### [DIRECTION A]
In the SpaceX article, take the part that opens with "ISS captures the" and closes with "EDT, 14.56 GMT.". Write that part out again, swapping "Canadarm" for "robotic arm".

SpaceX joy as Space Station robo-arm grabs Dragon's tail
Elon Musk's team makes history, astronaut has cheesy line ready
Elon Musk's SpaceX has just made history with the first ever commercial cargoship to be captured by the International Space Station's robotic arm.
ISS captures the Dragon. Credit: NASA TV
Flying above northwestern Australia, flight engineer Don Pettit aboard the ISS reached out with the Canadarm and grabbed the Dragon at 9.56am EDT, 14.56 GMT.
Reg staff are not sure if astronauts are given cheesy lines to say at these big moments, but Pettit had a great one ready.
"Looks like we've got a dragon by the tail," he announced to Mission Control Centre in Houston.
"Looks like this sim went really well, we're ready to turn it around and do it for real," he joked.
Getting up close enough to the station and flying steadily alongside it are the hard parts of a docking like this, and Dragon's approach was not without its minor hiccups.
As the ship got closer to the station, its LIDAR sensor started seeing reflections from the Japanese Experiment Module which were throwing off its calculations. However, the SpaceX team on the ground were able to narrow the sensor's field-of-view so that it could ignore the JEM.

Collected data:
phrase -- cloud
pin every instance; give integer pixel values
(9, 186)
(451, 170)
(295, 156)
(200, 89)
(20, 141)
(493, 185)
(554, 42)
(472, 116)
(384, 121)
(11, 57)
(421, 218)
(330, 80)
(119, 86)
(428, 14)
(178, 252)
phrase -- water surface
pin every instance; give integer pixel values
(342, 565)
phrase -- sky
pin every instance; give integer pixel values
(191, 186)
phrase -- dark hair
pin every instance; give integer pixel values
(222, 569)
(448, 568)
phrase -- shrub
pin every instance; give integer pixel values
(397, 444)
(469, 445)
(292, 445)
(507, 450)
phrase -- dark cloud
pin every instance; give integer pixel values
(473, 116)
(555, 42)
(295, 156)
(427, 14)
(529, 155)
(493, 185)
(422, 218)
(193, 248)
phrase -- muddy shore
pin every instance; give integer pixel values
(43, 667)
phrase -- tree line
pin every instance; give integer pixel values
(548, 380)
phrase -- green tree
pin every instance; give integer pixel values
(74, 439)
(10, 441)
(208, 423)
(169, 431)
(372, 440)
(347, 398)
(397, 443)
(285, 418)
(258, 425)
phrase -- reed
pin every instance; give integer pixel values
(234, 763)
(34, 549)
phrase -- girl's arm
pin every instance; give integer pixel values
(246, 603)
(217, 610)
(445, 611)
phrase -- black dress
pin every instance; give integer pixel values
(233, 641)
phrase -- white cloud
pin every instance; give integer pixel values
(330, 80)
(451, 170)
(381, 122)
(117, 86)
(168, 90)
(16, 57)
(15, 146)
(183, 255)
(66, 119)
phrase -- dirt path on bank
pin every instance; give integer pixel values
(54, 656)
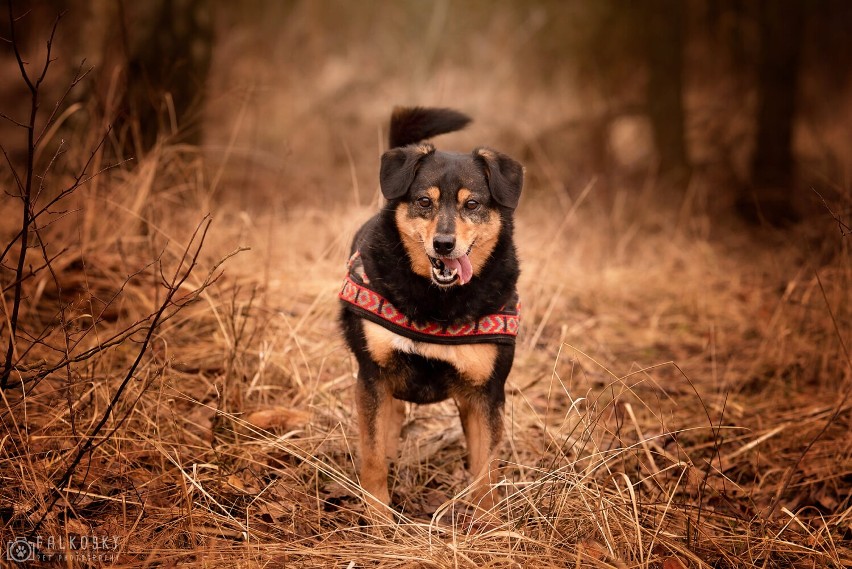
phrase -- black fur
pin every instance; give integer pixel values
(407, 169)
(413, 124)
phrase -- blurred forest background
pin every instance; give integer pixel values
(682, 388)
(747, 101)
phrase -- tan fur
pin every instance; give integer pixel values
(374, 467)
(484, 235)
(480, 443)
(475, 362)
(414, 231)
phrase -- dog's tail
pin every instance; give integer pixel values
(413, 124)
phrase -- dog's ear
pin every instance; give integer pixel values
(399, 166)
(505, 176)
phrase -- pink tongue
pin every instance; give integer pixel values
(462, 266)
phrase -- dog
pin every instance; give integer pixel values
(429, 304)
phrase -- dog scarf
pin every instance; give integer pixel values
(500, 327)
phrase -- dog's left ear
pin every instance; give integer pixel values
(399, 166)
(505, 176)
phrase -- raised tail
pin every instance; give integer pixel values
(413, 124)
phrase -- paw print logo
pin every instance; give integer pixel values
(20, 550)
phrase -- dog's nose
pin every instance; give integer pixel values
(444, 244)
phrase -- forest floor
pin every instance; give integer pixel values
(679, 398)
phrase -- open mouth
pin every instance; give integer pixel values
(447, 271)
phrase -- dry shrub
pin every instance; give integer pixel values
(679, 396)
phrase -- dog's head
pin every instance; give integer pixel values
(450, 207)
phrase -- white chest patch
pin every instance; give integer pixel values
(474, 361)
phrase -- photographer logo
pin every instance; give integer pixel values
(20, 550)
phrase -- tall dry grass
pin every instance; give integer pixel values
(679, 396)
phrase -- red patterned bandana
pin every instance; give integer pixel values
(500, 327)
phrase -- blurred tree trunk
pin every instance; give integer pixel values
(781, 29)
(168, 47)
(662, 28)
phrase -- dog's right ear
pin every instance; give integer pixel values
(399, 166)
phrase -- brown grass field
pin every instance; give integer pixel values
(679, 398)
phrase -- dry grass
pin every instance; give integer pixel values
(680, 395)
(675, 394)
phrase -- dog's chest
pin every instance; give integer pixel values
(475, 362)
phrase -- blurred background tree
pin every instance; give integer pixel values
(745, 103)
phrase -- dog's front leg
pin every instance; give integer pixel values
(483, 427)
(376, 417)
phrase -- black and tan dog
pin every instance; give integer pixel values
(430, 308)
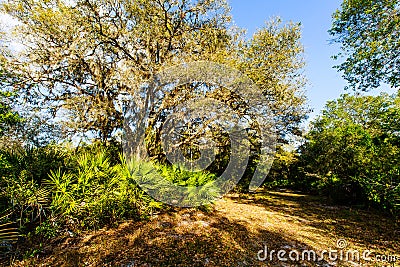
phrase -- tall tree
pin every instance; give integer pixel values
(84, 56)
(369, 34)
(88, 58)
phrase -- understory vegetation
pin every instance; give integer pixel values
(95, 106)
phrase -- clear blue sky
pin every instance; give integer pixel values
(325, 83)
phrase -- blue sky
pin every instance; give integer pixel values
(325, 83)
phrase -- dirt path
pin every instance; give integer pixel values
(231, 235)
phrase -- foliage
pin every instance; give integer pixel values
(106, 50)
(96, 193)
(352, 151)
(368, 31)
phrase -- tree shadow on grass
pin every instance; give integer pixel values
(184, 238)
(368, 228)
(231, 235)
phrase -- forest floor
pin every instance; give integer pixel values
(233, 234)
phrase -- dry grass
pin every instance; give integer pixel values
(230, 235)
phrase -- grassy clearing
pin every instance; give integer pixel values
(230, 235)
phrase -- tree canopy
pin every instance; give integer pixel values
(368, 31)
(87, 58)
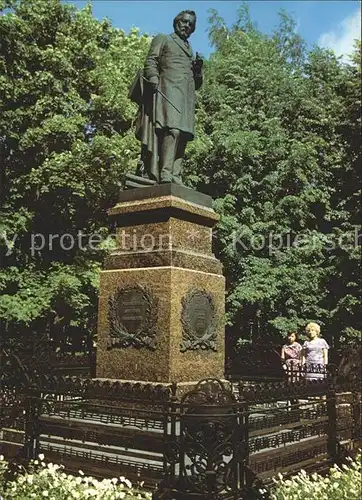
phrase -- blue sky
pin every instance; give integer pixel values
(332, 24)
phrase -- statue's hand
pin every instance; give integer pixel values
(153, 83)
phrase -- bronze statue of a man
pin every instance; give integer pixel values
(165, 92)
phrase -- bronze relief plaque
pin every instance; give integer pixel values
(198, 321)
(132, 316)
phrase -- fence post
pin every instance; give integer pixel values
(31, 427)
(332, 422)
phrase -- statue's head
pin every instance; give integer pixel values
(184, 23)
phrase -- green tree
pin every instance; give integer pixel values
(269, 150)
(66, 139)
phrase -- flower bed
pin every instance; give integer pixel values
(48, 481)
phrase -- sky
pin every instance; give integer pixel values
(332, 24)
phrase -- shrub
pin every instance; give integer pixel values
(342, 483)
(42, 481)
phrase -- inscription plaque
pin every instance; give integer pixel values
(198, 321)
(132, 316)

--

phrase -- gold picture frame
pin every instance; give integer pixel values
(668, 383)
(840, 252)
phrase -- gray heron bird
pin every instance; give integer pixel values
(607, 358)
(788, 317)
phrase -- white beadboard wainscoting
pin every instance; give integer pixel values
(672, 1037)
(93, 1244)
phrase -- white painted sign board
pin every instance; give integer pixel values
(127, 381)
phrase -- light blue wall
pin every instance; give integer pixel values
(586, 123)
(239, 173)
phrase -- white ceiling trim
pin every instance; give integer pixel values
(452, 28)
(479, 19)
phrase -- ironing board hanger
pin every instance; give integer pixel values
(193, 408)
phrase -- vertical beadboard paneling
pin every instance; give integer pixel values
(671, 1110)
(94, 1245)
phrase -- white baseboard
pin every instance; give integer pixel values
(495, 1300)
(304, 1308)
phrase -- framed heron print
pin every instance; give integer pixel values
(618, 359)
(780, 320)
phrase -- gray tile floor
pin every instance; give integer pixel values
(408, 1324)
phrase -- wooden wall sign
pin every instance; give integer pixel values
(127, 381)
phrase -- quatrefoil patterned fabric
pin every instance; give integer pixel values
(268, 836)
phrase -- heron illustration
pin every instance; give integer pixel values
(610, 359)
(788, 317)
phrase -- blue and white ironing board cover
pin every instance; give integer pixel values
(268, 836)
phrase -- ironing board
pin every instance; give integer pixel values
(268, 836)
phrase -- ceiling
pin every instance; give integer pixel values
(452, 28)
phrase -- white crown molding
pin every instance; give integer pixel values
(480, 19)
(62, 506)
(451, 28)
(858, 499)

### [DIRECTION B]
Tally the lines of the records above that hold the string "cloud", where case counts, and give only the number.

### [RESPONSE A]
ISS captures the Dragon. Credit: NASA TV
Flying above northwestern Australia, flight engineer Don Pettit aboard the ISS reached out with the robotic arm and grabbed the Dragon at 9.56am EDT, 14.56 GMT.

### [RESPONSE B]
3